== WHAT THE TASK ASKS ==
Could you reproduce only the rows from the one containing "the man wearing" down to the one containing "[[294, 208], [37, 178]]", requests included, and shift every coordinate in their answers by -70?

== RECORDED INFORMATION ==
——————

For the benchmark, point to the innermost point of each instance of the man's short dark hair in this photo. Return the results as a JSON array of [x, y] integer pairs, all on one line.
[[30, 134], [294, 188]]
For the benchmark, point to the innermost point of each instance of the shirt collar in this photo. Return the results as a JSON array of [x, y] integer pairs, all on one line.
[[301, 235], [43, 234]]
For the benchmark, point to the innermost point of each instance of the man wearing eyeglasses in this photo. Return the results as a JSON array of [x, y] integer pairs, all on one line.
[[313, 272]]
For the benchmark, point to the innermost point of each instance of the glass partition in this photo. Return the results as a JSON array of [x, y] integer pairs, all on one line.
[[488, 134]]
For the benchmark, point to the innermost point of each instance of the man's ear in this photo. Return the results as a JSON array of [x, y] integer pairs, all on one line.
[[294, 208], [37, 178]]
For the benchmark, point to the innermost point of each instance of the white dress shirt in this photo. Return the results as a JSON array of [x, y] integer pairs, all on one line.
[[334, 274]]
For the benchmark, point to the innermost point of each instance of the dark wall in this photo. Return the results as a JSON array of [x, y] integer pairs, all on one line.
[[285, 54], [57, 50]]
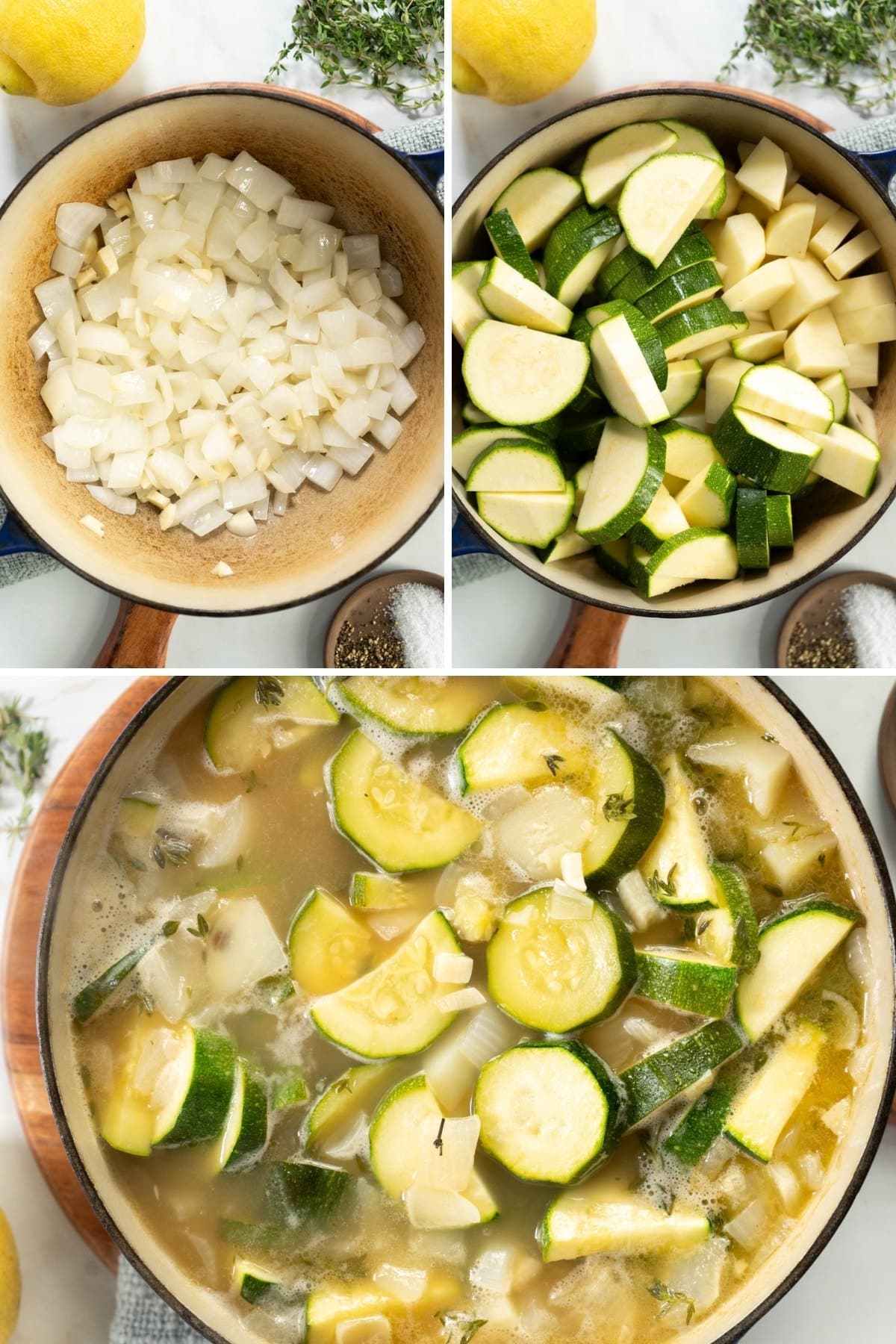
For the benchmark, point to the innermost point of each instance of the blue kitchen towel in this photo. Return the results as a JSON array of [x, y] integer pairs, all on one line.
[[865, 137], [417, 137]]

——————

== CORRECT ANSWER ==
For the benchmark, point to the innermost point of each instance of the man wearing eyeglasses in this photo. Return the results as a JSON array of [x, y] integer pairs, all on one line.
[[243, 202]]
For the benchmark, point to the innermost point of each instance of the glass partition in this photo. Return the results as a JSON array of [x, y] integer pairs, all on one line.
[[418, 64]]
For the benchmark, point to the innermost point of each instance of the man's ear in this photo. Return the results as a JSON array of [x, y] integer pairs, all on one line.
[[224, 138], [-33, 108]]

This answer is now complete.